== The problem ==
A verbatim reproduction of the lines below, from the line containing "Target: black leggings" through the line containing "of the sneaker.", both ends included, is the whole required output.

== Material for this exercise ==

■ ■ ■

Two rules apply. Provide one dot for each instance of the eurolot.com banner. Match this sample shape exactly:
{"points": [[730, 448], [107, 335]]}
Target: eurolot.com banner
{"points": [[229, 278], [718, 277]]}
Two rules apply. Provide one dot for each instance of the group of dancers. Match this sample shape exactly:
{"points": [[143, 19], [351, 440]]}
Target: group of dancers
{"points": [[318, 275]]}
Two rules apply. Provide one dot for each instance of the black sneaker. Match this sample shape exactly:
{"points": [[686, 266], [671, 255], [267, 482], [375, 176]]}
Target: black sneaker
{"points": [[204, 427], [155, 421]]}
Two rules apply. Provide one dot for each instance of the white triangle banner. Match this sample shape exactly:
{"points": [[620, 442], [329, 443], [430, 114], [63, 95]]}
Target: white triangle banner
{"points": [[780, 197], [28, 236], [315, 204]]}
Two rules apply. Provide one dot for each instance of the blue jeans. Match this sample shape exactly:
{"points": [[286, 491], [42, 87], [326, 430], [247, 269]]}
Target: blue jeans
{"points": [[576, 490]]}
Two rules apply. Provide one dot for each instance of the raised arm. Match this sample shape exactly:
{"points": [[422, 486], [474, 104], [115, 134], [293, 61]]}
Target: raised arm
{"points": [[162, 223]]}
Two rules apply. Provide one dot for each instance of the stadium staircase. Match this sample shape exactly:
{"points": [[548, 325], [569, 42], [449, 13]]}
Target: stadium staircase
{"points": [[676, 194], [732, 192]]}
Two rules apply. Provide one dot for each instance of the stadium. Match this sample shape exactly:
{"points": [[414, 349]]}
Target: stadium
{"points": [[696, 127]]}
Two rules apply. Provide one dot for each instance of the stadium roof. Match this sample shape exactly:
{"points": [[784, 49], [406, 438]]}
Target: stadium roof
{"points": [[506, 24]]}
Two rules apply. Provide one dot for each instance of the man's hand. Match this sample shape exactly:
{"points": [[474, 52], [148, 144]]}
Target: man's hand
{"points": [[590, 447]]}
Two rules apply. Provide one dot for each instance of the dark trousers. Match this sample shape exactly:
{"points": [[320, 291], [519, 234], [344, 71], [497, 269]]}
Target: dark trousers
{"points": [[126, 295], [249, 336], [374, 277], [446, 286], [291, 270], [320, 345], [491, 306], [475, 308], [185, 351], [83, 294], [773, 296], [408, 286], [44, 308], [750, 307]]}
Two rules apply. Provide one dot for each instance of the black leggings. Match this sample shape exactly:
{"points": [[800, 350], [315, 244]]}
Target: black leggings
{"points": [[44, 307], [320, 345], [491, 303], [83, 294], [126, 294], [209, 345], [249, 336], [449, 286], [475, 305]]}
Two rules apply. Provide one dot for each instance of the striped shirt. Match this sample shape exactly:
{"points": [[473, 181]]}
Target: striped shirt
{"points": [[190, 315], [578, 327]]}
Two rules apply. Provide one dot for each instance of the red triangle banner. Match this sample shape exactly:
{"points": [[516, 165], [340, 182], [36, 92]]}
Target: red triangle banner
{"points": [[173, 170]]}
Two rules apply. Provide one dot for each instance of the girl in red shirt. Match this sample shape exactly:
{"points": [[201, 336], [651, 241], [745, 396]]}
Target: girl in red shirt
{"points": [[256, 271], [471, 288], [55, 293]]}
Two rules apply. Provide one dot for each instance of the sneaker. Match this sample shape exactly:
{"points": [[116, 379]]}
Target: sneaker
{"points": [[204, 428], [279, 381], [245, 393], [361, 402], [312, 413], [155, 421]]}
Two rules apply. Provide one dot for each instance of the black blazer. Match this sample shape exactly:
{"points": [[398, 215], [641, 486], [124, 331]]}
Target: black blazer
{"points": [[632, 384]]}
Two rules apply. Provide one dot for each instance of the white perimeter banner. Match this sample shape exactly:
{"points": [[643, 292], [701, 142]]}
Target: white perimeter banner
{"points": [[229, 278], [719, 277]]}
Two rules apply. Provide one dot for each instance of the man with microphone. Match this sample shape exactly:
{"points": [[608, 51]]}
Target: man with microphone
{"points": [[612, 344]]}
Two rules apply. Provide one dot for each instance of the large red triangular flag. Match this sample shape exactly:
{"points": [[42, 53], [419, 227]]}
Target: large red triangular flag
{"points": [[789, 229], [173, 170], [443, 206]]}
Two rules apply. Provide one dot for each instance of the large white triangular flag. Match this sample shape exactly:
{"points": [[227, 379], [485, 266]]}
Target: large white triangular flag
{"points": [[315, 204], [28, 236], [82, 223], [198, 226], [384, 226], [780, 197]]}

■ ■ ■

== The completed task ==
Target: black leggings
{"points": [[44, 307], [320, 345], [491, 303], [83, 294], [126, 294], [209, 345], [249, 336], [449, 286], [475, 305]]}
Two rules apply. Provide one dot for each instance of the striped shirt. Match this sample shape exactly:
{"points": [[473, 181]]}
Target: striped shirt
{"points": [[190, 315], [578, 327]]}
Two rules apply. Provide one dot for each instance of the red triangle banner. Match this sample shape exactly:
{"points": [[516, 165], [340, 182], [36, 92]]}
Target: red triangle banner
{"points": [[173, 170]]}
Two rules apply. Provide one dot for each instance of the girl in red shirt. Match this sample shape exactly:
{"points": [[201, 336], [651, 241], [745, 396]]}
Target: girl in red shirt
{"points": [[256, 271], [471, 288], [55, 293]]}
Two rules apply. Provide one dot for each instance of the sneaker. Match this sample shape exactly:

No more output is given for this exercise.